» **Your assignment**: When you reach the line that contains "Target: cut cross-section of bar" in the data below, start reproducing lines exactly, and stop after the line that contains "like (136, 414).".

[Entries taken from a collection]
== Segment start ==

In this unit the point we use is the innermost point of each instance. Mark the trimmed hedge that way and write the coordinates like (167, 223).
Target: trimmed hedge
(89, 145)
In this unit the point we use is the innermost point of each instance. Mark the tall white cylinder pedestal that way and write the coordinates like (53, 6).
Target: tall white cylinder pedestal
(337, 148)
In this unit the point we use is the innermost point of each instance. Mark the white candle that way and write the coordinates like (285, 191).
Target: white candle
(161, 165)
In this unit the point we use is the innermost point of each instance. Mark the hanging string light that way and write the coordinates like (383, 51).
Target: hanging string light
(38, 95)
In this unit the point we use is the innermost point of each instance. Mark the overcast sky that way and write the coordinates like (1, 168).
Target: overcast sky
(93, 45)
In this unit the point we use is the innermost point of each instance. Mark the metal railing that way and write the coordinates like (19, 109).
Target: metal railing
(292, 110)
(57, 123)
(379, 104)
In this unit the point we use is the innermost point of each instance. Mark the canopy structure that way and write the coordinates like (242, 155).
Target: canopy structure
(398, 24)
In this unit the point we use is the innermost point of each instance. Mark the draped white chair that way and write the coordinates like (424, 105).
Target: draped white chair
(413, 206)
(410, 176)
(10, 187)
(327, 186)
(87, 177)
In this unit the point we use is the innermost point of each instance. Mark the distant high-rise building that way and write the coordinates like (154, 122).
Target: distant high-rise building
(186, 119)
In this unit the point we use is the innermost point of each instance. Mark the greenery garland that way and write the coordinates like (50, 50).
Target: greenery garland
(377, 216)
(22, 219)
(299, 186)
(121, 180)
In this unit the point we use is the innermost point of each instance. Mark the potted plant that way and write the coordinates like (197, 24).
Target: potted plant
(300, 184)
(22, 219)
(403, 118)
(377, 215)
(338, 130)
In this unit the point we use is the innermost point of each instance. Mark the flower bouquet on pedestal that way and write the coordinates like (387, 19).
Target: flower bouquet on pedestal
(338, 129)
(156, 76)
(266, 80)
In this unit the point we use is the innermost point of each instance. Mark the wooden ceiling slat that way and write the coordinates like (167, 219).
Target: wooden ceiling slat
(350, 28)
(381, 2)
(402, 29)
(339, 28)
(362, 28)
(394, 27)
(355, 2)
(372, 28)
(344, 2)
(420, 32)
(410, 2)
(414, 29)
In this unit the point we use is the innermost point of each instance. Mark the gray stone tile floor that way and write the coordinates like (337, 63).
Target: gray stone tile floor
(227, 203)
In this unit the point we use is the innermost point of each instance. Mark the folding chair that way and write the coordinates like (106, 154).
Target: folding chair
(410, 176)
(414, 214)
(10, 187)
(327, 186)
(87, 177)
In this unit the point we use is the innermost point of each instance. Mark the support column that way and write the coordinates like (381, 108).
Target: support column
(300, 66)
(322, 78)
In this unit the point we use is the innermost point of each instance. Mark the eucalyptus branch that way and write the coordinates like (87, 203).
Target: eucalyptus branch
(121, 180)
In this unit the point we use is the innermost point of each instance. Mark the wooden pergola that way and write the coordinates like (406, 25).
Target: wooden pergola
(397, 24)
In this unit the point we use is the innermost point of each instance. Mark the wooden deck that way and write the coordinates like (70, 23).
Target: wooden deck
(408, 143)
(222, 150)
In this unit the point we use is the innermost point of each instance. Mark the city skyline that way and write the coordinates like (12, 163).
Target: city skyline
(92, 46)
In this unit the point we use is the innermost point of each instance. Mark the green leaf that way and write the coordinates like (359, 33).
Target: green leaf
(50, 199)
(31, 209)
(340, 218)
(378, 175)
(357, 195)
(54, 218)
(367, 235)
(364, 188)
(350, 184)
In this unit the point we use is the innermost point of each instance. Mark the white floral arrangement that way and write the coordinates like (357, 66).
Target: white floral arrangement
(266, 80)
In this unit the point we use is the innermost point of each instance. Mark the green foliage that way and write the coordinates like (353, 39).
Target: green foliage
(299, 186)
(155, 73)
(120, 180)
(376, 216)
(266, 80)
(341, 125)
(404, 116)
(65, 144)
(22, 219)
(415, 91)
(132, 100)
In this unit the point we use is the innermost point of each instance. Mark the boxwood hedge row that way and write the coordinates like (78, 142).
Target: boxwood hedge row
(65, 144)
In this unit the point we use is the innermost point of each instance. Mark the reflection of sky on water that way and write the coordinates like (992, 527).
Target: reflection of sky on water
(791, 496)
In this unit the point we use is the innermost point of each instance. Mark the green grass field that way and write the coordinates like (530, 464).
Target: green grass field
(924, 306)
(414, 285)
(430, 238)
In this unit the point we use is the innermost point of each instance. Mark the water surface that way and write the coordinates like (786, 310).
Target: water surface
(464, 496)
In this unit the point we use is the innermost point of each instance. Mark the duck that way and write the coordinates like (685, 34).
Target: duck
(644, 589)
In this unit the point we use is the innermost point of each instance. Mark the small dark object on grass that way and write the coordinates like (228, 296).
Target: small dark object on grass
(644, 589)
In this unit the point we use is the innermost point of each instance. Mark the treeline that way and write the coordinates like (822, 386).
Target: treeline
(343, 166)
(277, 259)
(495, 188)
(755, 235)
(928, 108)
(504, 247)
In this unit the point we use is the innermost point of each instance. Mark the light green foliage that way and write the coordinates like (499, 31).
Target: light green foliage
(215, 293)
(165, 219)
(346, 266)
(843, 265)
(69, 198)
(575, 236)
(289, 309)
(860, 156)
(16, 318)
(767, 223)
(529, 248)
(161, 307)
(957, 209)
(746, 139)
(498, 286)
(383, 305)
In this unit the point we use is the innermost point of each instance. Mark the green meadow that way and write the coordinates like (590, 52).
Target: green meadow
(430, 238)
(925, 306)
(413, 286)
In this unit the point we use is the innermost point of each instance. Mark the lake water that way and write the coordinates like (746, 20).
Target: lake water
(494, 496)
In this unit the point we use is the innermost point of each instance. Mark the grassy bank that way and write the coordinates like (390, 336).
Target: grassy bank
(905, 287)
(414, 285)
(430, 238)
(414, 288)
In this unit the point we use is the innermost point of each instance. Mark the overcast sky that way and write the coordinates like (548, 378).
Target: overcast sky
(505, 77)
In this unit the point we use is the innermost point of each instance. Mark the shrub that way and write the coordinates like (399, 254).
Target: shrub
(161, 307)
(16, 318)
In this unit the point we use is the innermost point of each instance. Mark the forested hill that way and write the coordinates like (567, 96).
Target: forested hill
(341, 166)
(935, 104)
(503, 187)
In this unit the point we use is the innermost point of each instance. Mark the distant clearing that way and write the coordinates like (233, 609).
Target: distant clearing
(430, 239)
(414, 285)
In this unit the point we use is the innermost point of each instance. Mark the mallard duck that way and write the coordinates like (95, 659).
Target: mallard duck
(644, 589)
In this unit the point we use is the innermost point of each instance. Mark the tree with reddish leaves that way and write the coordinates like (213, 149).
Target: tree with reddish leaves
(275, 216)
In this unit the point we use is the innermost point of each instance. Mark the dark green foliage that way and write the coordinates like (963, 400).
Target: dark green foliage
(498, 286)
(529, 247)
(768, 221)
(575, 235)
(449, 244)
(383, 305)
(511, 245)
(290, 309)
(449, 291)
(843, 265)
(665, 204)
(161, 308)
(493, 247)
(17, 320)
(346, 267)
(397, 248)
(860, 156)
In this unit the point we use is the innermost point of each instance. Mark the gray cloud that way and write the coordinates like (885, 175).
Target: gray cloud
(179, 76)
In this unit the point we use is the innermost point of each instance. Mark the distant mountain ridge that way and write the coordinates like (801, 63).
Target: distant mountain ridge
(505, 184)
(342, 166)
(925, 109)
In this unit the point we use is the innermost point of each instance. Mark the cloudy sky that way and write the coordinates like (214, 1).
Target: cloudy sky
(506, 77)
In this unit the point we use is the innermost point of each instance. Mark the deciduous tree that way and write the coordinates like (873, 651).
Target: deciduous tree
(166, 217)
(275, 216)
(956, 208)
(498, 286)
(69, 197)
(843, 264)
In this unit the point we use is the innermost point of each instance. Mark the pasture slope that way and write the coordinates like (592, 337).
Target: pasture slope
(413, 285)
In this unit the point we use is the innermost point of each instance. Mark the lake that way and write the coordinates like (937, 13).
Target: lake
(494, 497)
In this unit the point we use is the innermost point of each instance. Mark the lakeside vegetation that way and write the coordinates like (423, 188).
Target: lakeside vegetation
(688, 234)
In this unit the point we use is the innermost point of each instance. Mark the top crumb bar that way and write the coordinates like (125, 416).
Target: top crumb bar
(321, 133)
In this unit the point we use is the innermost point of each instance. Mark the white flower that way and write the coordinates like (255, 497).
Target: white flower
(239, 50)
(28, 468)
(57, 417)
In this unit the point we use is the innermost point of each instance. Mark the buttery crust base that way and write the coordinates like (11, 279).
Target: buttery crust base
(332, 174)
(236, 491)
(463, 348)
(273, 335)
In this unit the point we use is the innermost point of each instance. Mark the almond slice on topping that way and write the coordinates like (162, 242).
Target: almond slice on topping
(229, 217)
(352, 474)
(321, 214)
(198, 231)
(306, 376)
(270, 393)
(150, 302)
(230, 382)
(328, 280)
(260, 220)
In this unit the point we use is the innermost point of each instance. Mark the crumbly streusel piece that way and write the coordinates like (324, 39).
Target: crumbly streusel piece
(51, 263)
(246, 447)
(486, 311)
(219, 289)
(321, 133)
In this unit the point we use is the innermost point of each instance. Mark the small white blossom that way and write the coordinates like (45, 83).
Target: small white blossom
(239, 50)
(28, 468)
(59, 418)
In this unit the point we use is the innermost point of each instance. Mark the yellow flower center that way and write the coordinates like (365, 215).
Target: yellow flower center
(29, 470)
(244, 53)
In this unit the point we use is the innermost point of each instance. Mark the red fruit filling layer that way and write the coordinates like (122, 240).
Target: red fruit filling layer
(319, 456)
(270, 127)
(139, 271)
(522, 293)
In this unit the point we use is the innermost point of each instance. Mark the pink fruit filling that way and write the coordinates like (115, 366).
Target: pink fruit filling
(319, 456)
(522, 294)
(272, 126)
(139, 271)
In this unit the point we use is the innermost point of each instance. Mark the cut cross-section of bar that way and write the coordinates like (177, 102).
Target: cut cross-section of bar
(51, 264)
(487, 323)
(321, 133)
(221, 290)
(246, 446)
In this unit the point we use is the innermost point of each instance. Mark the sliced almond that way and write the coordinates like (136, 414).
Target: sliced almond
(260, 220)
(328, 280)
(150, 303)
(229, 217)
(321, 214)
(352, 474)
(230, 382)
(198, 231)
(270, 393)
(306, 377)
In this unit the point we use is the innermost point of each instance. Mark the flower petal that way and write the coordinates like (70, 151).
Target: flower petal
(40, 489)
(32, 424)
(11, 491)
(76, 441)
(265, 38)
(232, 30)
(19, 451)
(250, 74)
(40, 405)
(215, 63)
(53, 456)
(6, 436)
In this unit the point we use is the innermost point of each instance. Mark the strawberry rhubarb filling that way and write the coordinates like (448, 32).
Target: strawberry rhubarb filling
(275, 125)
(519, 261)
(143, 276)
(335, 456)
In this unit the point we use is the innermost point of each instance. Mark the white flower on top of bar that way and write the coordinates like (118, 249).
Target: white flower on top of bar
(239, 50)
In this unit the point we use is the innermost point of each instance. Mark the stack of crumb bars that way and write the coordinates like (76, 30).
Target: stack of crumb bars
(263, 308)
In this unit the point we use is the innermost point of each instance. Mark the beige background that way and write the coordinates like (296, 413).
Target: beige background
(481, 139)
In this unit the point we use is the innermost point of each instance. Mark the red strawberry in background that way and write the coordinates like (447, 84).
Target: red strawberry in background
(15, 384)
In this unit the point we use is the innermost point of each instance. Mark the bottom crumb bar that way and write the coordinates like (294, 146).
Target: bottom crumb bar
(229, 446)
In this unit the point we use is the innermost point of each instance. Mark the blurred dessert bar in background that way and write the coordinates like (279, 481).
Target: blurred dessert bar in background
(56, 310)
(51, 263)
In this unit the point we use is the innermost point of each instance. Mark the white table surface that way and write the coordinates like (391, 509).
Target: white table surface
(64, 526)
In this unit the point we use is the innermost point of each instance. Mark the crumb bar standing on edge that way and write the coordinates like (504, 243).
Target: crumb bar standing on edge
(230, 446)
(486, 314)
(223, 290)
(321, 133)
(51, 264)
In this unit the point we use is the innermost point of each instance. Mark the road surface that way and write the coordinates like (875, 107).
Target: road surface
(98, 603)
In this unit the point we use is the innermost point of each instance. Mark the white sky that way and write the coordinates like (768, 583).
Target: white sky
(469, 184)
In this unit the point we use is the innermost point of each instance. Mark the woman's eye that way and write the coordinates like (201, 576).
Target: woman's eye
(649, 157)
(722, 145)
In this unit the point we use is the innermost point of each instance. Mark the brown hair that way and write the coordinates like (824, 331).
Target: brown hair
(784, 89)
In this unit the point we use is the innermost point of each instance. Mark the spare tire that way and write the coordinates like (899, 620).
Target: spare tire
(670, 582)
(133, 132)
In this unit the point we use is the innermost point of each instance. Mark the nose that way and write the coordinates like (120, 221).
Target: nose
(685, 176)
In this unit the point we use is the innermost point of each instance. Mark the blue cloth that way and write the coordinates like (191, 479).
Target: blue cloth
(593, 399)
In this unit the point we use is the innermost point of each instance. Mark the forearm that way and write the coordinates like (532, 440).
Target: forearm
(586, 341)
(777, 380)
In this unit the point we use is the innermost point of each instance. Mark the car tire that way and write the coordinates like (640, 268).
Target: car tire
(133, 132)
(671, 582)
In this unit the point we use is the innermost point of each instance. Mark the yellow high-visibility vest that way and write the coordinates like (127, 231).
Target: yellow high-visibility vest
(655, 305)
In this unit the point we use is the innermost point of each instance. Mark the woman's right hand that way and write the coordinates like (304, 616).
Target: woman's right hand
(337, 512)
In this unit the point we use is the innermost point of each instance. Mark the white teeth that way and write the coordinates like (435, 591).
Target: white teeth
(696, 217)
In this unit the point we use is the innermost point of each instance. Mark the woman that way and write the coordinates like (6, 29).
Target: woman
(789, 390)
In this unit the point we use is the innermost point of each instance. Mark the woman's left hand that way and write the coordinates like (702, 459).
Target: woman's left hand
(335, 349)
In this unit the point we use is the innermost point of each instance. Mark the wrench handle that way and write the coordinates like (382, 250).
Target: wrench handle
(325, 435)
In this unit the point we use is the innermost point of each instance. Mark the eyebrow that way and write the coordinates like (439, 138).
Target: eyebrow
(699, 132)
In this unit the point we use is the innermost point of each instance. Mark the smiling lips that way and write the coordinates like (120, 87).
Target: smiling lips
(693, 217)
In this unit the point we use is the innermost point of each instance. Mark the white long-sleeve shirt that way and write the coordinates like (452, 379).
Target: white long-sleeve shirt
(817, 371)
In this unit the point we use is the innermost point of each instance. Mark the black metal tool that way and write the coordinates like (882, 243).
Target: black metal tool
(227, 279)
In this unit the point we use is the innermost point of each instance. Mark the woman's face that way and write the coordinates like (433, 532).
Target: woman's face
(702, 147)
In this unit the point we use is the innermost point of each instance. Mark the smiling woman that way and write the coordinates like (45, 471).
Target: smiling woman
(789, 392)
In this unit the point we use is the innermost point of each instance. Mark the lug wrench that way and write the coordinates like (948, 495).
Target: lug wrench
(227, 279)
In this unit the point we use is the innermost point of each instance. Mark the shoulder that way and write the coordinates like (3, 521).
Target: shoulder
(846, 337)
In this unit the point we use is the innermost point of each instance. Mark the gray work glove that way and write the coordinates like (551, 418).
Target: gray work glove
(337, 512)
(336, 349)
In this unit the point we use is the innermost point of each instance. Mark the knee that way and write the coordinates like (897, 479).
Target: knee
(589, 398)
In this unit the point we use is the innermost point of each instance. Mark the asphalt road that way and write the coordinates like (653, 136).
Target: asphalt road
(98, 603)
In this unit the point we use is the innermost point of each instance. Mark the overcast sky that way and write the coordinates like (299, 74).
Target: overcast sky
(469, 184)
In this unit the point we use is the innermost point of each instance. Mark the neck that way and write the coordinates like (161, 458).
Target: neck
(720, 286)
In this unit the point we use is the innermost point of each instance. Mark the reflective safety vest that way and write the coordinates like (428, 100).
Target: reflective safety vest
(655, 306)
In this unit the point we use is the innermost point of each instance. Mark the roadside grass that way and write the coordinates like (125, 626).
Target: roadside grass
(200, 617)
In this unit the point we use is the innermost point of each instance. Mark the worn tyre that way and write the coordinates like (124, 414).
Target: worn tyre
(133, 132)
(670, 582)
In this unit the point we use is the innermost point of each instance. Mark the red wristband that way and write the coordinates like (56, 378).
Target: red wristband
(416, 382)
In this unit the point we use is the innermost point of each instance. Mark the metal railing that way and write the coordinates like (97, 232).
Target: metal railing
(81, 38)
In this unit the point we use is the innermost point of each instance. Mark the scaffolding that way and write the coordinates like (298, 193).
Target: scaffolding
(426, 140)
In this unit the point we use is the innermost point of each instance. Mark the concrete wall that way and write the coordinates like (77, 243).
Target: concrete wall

== Segment end ==

» **Result**:
Target: cut cross-section of bar
(51, 264)
(487, 323)
(321, 133)
(221, 290)
(246, 446)
In this unit the point we use is the innermost point of each instance. Mark the sliced almond that way and write the coordinates like (136, 414).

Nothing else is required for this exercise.